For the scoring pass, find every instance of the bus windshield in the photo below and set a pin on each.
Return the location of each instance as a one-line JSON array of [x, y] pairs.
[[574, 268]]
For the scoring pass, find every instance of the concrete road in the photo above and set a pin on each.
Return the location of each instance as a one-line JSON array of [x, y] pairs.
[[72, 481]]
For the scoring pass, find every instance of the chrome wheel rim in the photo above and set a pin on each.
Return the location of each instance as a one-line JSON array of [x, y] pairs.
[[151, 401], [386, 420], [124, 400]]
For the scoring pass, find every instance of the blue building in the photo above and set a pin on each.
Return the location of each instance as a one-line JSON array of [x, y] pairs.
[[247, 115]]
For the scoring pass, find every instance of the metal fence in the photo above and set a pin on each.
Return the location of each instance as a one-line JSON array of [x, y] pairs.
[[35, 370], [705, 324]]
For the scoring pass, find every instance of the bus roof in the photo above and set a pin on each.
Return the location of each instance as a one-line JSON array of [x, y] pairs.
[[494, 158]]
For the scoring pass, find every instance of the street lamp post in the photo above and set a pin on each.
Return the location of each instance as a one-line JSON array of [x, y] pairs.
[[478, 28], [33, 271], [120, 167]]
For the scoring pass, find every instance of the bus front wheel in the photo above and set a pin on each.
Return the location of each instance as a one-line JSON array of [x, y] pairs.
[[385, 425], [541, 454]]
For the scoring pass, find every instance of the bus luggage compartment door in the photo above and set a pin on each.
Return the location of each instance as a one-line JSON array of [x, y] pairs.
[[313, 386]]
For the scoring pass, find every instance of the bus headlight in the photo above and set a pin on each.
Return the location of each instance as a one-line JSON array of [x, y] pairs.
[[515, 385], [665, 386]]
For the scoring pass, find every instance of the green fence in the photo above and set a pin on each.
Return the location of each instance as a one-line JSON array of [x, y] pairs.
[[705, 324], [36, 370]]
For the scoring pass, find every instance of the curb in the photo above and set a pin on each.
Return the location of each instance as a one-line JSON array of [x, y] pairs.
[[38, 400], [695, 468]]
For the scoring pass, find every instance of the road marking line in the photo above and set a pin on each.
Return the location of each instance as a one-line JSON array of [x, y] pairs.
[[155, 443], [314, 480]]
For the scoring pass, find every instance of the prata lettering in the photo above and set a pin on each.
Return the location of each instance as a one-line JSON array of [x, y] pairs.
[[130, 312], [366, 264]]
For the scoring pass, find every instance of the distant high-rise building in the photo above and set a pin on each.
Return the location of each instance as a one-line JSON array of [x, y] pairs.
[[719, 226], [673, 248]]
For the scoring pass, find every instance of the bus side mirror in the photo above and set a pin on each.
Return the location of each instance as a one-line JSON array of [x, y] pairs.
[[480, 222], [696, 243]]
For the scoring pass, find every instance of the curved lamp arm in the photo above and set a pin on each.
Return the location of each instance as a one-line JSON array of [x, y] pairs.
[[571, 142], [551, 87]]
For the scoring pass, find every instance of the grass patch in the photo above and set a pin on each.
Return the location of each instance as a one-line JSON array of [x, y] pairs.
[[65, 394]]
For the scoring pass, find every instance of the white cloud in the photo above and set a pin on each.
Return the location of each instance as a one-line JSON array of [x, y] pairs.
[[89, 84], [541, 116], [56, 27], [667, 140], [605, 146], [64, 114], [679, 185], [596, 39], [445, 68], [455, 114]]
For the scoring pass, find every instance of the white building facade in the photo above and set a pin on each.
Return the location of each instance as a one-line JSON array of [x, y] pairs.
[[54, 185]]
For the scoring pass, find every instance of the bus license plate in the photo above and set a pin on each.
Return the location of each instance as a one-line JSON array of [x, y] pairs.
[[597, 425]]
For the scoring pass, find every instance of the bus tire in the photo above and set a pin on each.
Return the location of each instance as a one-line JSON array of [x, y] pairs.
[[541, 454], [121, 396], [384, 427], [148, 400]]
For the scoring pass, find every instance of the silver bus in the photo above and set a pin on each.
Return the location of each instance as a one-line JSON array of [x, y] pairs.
--- --- ---
▶ **Work to be completed**
Reproduce all of the records above verbatim, line for line, without changing any word or character.

▶ **Solution to this task**
For the scoring pass, find every instance of the bus windshield in the photo below and set a pin on each.
Return the location of each instance as a one-line JSON array of [x, y] pairs.
[[574, 268]]
For the scoring pass, find every instance of the concrete road in the photo above and set a pin on each.
Return the location of each instance as a one-line JSON array of [x, y] pairs.
[[72, 481]]
For the scoring pass, find every instance of the chrome wheel rim in the photo above and set a pin on each.
Return the location of each instance as a one-line JSON array of [x, y] pairs.
[[151, 401], [386, 420], [124, 400]]
For the scoring pass, find every instance of the blue building in the photo above and set a pin on each.
Return the location of each instance as a one-line JSON array of [x, y] pairs.
[[247, 115]]
For the scoring pass, find every instance of the metal fence in the photo above and set a pin on each.
Return the location of each instance as a one-line JSON array of [x, y] pairs.
[[35, 370], [705, 324]]
For the scoring pass, find every instance of the bus roof in the photo above and set a pin on each.
Return the location of each instance as a one-line JSON array of [x, y] pairs.
[[494, 158]]
For the scoring pass, find every instance of the street lamp post in the photo above and set a pin on each.
Return the location of each instance as a one-line JSON array of [x, y] pairs.
[[478, 28], [33, 271], [120, 167]]
For the scoring pass, find every instance of the bus front wheel in the photo above and set a pin on each.
Return the location of each instance as a one-line JSON array of [x, y] pairs.
[[385, 425], [541, 454]]
For the scoring pass, find every instance of the bus luggage compartment door in the photo above and set a pin on each.
Return the location of each instance as a one-line JSON array of [x, y] pairs.
[[313, 386]]
For the scoring pass, find every instance of the bus headlight in the photo above and set a pin on each.
Return the location of each instance as a one-line JSON array of [x, y] pairs.
[[515, 385], [665, 386]]
For the scoring pass, find every instance of the green fence in the photo above and set a pin on each.
Return the location of each instance as a one-line JSON array of [x, y] pairs.
[[705, 324], [36, 370]]
For the scoring pass, find every instance of the curb in the photo above and set a pin on each.
Return the location of each instance as a one-line JSON array of [x, y] pairs.
[[38, 400], [695, 468]]
For the scoring pass, find every instance of the road marking line in the photo above and set a pin on each.
Return the location of each instance as a one-line JSON array of [x, y] pairs.
[[155, 443], [314, 480]]
For the scoring pass, find every instance of the prata lettering in the photo above and set a pin on each.
Return the location of each instance as a one-line JSON array of [x, y] pairs.
[[130, 312], [366, 264]]
For the scoring pass, find every instance of the distant high-rise building in the photo above and set a pin on each.
Return the location of each instance as a one-line JSON array of [x, y] pairs.
[[719, 226], [673, 248]]
For the scoring pass, find every instance of the bus side mirror in the photo above and set a pin on each.
Return the location of each instance as a one-line JSON array of [x, y] pairs.
[[480, 222], [696, 243]]
For the scoring pass, find every instance of the curved lamp arm in the photo above and set a pin on each.
Return the location of each instance as a one-line JSON array of [x, y] pairs.
[[571, 142], [551, 87]]
For the scoring pass, find every instance of the grass patch in the photo above and set a pin on each.
Return the location of each instance as a one-line JSON array of [x, y] pairs.
[[65, 394]]
For the scoring pass, find every instance of the white cloud in the photo above and set a pin on each.
Return the location of each instance as a one-line JSON array of [x, y] pairs.
[[89, 84], [541, 116], [56, 27], [667, 140], [605, 146], [64, 114], [679, 185], [596, 39], [445, 68], [455, 114]]
For the scoring pass, find every instance of the white building facade in the photo above and set a pin on each.
Return the location of each instance as a one-line JSON array of [x, y] pairs.
[[54, 185]]
For the scoring pass, find every instance of the bus license plate in the photo above and set a pin on each.
Return the location of each instance as a one-line JSON array of [x, y] pairs.
[[597, 425]]
For the scoring pass, find every instance of the bus tire in the photo above and set a pin on each.
Return the location of each instance as a one-line JSON array of [x, y] pairs.
[[541, 454], [121, 396], [384, 427], [148, 400]]
For the scoring pass, find every instance of the silver bus in the photo above and set a pin on each.
Return the location of each instance as a one-line JSON array of [x, y] pairs.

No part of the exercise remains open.